Dadurch, dass wir kleiner sind, können wir auch kleinere Mengen einkaufen, zahlen zwar höhere Preise, aber können auch eine größere Vielfalt präsentieren.

Wie entsteht ein (neues) Bier bei euch?

Dario: Wir probieren Rezepte durch und wenn wir eines gut finden, kaufen wir erst einmal die Ware ein – unter anderem bei einem Hopfenbauer, der einen ganz eigenen Hopfen nur für uns anbaut. Dadurch, dass wir kleiner sind, können wir auch kleinere Mengen einkaufen, zahlen zwar höhere Preise, aber können auch eine größere Vielfalt präsentieren. Genauso beim Hopfen: Statt an einen großen Händler gebunden zu sein, können wir überall einkaufen und verschiedene Geschmäcker anbieten. Unser Malz bekommen wir aus Heidelberg – das ist nicht gerade billig, aber für uns die beste Qualität. Die Hefe muss möglichst frisch sein, deshalb fahren wir direkt vor dem Brauen noch einen Umweg von drei Stunden, um die zu holen.

## SCHRIFTLICHE AUFGABEN
a) Woher kommt laut Textauszug das Malz für das Bier?
b) Kopiere aus dem Textauszug den Teil, der mit den Worten „Dario: Wir probieren“ beginnt und mit „die zu holen.“ endet.
Die Daten haben mit dem Textauszug nichts zu tun und stehen für sich.

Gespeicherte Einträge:
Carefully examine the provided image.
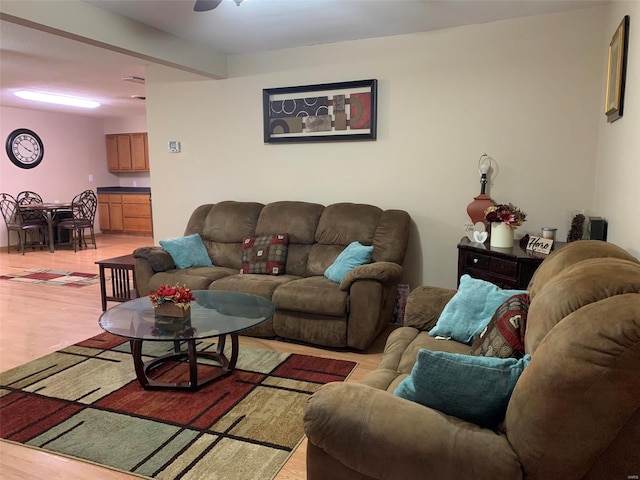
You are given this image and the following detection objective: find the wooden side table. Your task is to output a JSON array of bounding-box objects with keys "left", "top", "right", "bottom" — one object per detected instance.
[
  {"left": 96, "top": 255, "right": 138, "bottom": 312},
  {"left": 458, "top": 237, "right": 565, "bottom": 290}
]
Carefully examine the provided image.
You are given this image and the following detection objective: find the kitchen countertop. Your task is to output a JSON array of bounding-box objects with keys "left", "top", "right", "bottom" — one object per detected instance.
[{"left": 96, "top": 187, "right": 151, "bottom": 193}]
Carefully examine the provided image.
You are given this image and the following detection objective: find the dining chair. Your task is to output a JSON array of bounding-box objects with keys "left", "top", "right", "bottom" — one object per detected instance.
[
  {"left": 0, "top": 193, "right": 47, "bottom": 255},
  {"left": 57, "top": 190, "right": 98, "bottom": 252},
  {"left": 16, "top": 190, "right": 47, "bottom": 225}
]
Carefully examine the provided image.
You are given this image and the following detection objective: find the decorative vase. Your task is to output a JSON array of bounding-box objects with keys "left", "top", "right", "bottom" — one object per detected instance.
[
  {"left": 153, "top": 302, "right": 191, "bottom": 318},
  {"left": 489, "top": 222, "right": 515, "bottom": 248},
  {"left": 153, "top": 302, "right": 191, "bottom": 332},
  {"left": 467, "top": 193, "right": 495, "bottom": 226}
]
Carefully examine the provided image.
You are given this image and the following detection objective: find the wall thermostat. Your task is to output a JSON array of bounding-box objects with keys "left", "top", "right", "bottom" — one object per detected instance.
[{"left": 169, "top": 140, "right": 180, "bottom": 153}]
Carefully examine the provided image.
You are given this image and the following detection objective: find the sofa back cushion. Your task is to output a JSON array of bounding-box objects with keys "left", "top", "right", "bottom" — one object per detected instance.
[
  {"left": 185, "top": 201, "right": 410, "bottom": 277},
  {"left": 256, "top": 201, "right": 324, "bottom": 276},
  {"left": 524, "top": 258, "right": 640, "bottom": 355},
  {"left": 505, "top": 294, "right": 640, "bottom": 480},
  {"left": 527, "top": 240, "right": 638, "bottom": 300},
  {"left": 200, "top": 201, "right": 264, "bottom": 271},
  {"left": 307, "top": 203, "right": 410, "bottom": 275}
]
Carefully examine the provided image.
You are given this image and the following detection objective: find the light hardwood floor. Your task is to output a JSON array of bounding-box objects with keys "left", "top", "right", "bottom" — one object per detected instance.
[{"left": 0, "top": 235, "right": 391, "bottom": 480}]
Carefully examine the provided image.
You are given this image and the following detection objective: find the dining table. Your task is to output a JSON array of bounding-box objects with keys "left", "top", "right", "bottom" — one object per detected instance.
[{"left": 20, "top": 203, "right": 71, "bottom": 253}]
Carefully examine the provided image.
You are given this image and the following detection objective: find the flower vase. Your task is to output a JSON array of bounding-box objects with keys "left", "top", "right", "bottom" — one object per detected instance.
[
  {"left": 153, "top": 302, "right": 191, "bottom": 331},
  {"left": 489, "top": 222, "right": 515, "bottom": 248}
]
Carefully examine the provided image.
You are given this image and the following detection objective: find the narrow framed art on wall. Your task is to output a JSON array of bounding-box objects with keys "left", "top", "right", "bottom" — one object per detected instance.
[
  {"left": 604, "top": 15, "right": 629, "bottom": 122},
  {"left": 262, "top": 80, "right": 378, "bottom": 143}
]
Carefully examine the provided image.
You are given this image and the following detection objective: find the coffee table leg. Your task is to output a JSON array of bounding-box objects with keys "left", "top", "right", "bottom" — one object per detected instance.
[
  {"left": 129, "top": 333, "right": 239, "bottom": 391},
  {"left": 129, "top": 340, "right": 149, "bottom": 388},
  {"left": 187, "top": 340, "right": 198, "bottom": 390},
  {"left": 228, "top": 333, "right": 240, "bottom": 371}
]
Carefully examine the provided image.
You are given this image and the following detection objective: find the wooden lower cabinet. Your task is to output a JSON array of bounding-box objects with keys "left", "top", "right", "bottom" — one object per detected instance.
[{"left": 98, "top": 193, "right": 152, "bottom": 233}]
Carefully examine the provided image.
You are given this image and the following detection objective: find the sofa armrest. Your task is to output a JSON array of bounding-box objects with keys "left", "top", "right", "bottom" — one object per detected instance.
[
  {"left": 133, "top": 247, "right": 176, "bottom": 272},
  {"left": 133, "top": 247, "right": 176, "bottom": 297},
  {"left": 340, "top": 262, "right": 402, "bottom": 290},
  {"left": 304, "top": 383, "right": 522, "bottom": 480},
  {"left": 404, "top": 286, "right": 456, "bottom": 331}
]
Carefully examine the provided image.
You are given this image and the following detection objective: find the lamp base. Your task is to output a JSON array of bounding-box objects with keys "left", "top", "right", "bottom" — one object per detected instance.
[{"left": 467, "top": 193, "right": 496, "bottom": 225}]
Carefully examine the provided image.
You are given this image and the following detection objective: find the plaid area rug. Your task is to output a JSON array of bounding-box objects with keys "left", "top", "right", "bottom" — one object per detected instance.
[
  {"left": 0, "top": 333, "right": 357, "bottom": 480},
  {"left": 0, "top": 268, "right": 100, "bottom": 287}
]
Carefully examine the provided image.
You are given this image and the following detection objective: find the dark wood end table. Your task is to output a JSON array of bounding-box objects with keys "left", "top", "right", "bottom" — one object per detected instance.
[{"left": 458, "top": 237, "right": 566, "bottom": 290}]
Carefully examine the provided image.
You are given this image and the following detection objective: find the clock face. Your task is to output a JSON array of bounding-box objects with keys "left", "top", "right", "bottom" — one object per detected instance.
[{"left": 5, "top": 128, "right": 44, "bottom": 168}]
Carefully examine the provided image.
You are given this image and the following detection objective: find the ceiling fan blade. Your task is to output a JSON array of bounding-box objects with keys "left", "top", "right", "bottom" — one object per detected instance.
[{"left": 193, "top": 0, "right": 222, "bottom": 12}]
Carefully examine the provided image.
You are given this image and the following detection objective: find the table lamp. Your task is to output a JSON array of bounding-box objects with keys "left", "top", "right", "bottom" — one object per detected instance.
[{"left": 467, "top": 153, "right": 497, "bottom": 225}]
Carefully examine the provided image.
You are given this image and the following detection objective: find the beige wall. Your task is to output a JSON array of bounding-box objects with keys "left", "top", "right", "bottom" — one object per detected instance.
[
  {"left": 595, "top": 2, "right": 640, "bottom": 258},
  {"left": 147, "top": 8, "right": 609, "bottom": 288}
]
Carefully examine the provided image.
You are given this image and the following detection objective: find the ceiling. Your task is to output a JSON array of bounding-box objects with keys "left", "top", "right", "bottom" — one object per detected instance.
[{"left": 0, "top": 0, "right": 607, "bottom": 118}]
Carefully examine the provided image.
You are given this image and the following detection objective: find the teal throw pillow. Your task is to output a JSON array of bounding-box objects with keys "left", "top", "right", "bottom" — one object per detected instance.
[
  {"left": 393, "top": 349, "right": 531, "bottom": 428},
  {"left": 429, "top": 274, "right": 527, "bottom": 345},
  {"left": 324, "top": 242, "right": 373, "bottom": 283},
  {"left": 160, "top": 233, "right": 213, "bottom": 268}
]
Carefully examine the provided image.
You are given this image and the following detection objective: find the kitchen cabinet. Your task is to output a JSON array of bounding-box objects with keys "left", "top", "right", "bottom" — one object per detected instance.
[
  {"left": 122, "top": 194, "right": 152, "bottom": 233},
  {"left": 98, "top": 193, "right": 152, "bottom": 233},
  {"left": 105, "top": 132, "right": 149, "bottom": 173}
]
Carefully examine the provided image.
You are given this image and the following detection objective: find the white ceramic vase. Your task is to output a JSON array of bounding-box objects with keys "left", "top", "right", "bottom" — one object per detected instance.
[{"left": 489, "top": 222, "right": 515, "bottom": 248}]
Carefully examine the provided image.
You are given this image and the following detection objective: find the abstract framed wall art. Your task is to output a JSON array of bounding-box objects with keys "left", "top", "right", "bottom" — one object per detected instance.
[
  {"left": 604, "top": 15, "right": 629, "bottom": 122},
  {"left": 262, "top": 80, "right": 378, "bottom": 143}
]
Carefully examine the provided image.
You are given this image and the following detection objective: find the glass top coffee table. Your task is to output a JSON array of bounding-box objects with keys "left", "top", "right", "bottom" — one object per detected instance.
[{"left": 99, "top": 290, "right": 274, "bottom": 390}]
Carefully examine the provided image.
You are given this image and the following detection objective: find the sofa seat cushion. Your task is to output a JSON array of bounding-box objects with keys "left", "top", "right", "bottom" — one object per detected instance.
[
  {"left": 273, "top": 276, "right": 349, "bottom": 317},
  {"left": 209, "top": 273, "right": 300, "bottom": 300},
  {"left": 362, "top": 327, "right": 471, "bottom": 393},
  {"left": 149, "top": 267, "right": 237, "bottom": 292}
]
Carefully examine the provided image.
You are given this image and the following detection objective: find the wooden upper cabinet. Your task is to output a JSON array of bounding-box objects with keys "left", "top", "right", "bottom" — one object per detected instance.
[
  {"left": 130, "top": 133, "right": 149, "bottom": 172},
  {"left": 106, "top": 133, "right": 149, "bottom": 172},
  {"left": 107, "top": 135, "right": 118, "bottom": 172},
  {"left": 117, "top": 135, "right": 131, "bottom": 172}
]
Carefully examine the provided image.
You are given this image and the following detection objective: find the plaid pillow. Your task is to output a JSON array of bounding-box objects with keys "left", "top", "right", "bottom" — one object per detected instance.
[
  {"left": 471, "top": 293, "right": 529, "bottom": 358},
  {"left": 242, "top": 233, "right": 289, "bottom": 275}
]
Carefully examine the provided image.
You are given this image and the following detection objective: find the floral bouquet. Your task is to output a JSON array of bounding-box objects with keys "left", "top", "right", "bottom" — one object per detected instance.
[
  {"left": 484, "top": 203, "right": 527, "bottom": 228},
  {"left": 149, "top": 285, "right": 196, "bottom": 310}
]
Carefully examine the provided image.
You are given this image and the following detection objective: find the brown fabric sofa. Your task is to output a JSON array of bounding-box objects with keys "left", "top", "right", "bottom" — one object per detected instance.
[
  {"left": 304, "top": 240, "right": 640, "bottom": 480},
  {"left": 134, "top": 201, "right": 410, "bottom": 350}
]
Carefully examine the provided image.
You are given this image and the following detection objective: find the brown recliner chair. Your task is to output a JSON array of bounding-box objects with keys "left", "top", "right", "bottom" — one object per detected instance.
[{"left": 304, "top": 241, "right": 640, "bottom": 480}]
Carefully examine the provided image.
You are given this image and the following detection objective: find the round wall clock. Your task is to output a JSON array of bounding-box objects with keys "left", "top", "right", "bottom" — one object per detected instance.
[{"left": 5, "top": 128, "right": 44, "bottom": 168}]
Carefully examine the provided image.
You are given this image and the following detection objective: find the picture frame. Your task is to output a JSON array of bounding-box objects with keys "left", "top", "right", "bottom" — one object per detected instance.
[
  {"left": 604, "top": 15, "right": 629, "bottom": 123},
  {"left": 262, "top": 79, "right": 378, "bottom": 143}
]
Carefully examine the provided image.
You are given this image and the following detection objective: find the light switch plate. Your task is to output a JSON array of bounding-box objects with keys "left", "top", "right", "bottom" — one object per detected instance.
[{"left": 169, "top": 140, "right": 180, "bottom": 153}]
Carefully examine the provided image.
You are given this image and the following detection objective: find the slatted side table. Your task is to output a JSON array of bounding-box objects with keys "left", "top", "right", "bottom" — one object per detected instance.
[{"left": 96, "top": 255, "right": 138, "bottom": 312}]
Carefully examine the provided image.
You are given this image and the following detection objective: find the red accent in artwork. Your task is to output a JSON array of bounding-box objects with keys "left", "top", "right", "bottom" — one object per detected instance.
[{"left": 349, "top": 93, "right": 371, "bottom": 130}]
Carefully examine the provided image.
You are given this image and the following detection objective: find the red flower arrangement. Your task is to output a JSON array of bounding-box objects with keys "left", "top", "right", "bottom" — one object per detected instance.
[
  {"left": 484, "top": 203, "right": 527, "bottom": 228},
  {"left": 149, "top": 285, "right": 196, "bottom": 310}
]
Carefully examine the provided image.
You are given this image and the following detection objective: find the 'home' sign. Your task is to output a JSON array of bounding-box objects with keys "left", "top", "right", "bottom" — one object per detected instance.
[{"left": 527, "top": 237, "right": 553, "bottom": 255}]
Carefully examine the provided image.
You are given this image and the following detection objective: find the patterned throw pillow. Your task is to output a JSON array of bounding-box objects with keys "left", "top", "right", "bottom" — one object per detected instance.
[
  {"left": 242, "top": 233, "right": 289, "bottom": 275},
  {"left": 471, "top": 293, "right": 529, "bottom": 358}
]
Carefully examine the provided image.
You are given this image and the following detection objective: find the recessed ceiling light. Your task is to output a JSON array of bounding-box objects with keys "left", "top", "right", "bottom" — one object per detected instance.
[
  {"left": 122, "top": 76, "right": 144, "bottom": 85},
  {"left": 15, "top": 90, "right": 100, "bottom": 108}
]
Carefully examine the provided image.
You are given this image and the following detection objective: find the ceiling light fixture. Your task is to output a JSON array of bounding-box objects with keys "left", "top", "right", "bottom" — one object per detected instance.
[
  {"left": 122, "top": 76, "right": 145, "bottom": 85},
  {"left": 14, "top": 90, "right": 100, "bottom": 108}
]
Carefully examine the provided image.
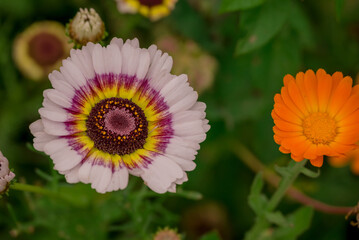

## LÖSUNGEN
a) Aus Heidelberg.

b)
Dario: Wir probieren Rezepte durch und wenn wir eines gut finden, kaufen wir erst einmal die Ware ein – unter anderem bei einem Hopfenbauer, der einen ganz eigenen Hopfen nur für uns anbaut. Dadurch, dass wir kleiner sind, können wir auch kleinere Mengen einkaufen, zahlen zwar höhere Preise, aber können auch eine größere Vielfalt präsentieren. Genauso beim Hopfen: Statt an einen großen Händler gebunden zu sein, können wir überall einkaufen und verschiedene Geschmäcker anbieten. Unser Malz bekommen wir aus Heidelberg – das ist nicht gerade billig, aber für uns die beste Qualität. Die Hefe muss möglichst frisch sein, deshalb fahren wir direkt vor dem Brauen noch einen Umweg von drei Stunden, um die zu holen.